# Kutipan Sumber
JAKARTA – Di tengah ancaman kenaikan harga bahan bakar dan makanan, konsumen Indonesia masih optimistik dengan kondisi perekonomian. Meski demikian, mereka tampak akan lebih berhati-hati dalam membuka dompet.
Data Indeks Keyakinan Konsumen (IKK) yang diterbitkan Bank Indonesia mencatat, dalam tiga bulan terakhir indeks cenderung menurun. Pada Mei, IKK mencapai puncak 128,9 –tertinggi sejak sepuluh tahun terakhir—untuk kemudian berangsur turun hingga mencapai 123,2 pada Juli.
IKK mengukur persepsi konsumen atas kondisi bisnis, penghasilan, pasokan lapangan kerja, dan pembelian barang tahan lama, baik untuk saat ini maupun harapan dalam enam bulan ke depan. Sejauh ini, indeks yang dikalkulasi melalui survei Bank Indonesia itu dianggap sebagai salah satu barometer terpenting untuk membaca perilaku konsumen.
Indeks disebut optimistik jika angkanya di atas 100. Artinya, konsumen akan lebih banyak melakukan spending. Sebaliknya, pesimistik (di bawah 100), yang berarti konsumen bakal lebih hati-hati dalam membelanjakan uang.
Selama dua tahun terakhir, IKK naik turun seiring dengan gawat tidaknya penyebaran Covid-19. Pada April 2020, sebulan setelah status pandemi diumumkan Badan Kesehatan Dunia (WHO), indeks langsung ambrol dari semula 113,8 menjadi 84,8.
Sebulan kemudian, indeks masih melorot, tapi kemudian perlahan-lahan merayap naik, meski tetap berada dalam kubangan pesimistik hingga akhir tahun.
Awal 2021, seiring dengan melandainya tingkat penularan Covid, indeks naik ke zona optimistik, sebelum kembali terbenam ketika varian Delta merajalela dan merenggut banyak korban, pada Juli 2021.
Jika dirinci, penurunan IKK dalam sebulan terakhir lebih banyak didorong oleh pelemahan indeks penghasilan saat ini dan ekspektasi pada ketersediaan lapangan kerja. Penurunan indeks penghasilan terutama terjadi pada kelompok kelas menengah, dengan penghasilan antara Rp 4,1 juta sampai Rp 5 juta per bulan.

# Uraian Tugas
Tolong cetak bagian teks tentang keyakinan konsumen di atas tanpa perubahan. Mulailah dari "Indeks disebut optimistik" dan berhentilah setelah "hingga akhir tahun." (kedua bagian itu ikut dicetak).

[Data penunjukan dengan ekspresi rujukan]
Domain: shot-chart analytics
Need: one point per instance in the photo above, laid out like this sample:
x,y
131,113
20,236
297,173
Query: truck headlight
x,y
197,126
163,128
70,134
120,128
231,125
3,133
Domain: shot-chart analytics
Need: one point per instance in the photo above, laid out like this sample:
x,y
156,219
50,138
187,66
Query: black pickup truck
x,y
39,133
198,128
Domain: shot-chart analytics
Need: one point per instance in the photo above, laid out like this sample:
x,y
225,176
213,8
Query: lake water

# Jawaban Latihan
Indeks disebut optimistik jika angkanya di atas 100. Artinya, konsumen akan lebih banyak melakukan spending. Sebaliknya, pesimistik (di bawah 100), yang berarti konsumen bakal lebih hati-hati dalam membelanjakan uang.
Selama dua tahun terakhir, IKK naik turun seiring dengan gawat tidaknya penyebaran Covid-19. Pada April 2020, sebulan setelah status pandemi diumumkan Badan Kesehatan Dunia (WHO), indeks langsung ambrol dari semula 113,8 menjadi 84,8.
Sebulan kemudian, indeks masih melorot, tapi kemudian perlahan-lahan merayap naik, meski tetap berada dalam kubangan pesimistik hingga akhir tahun.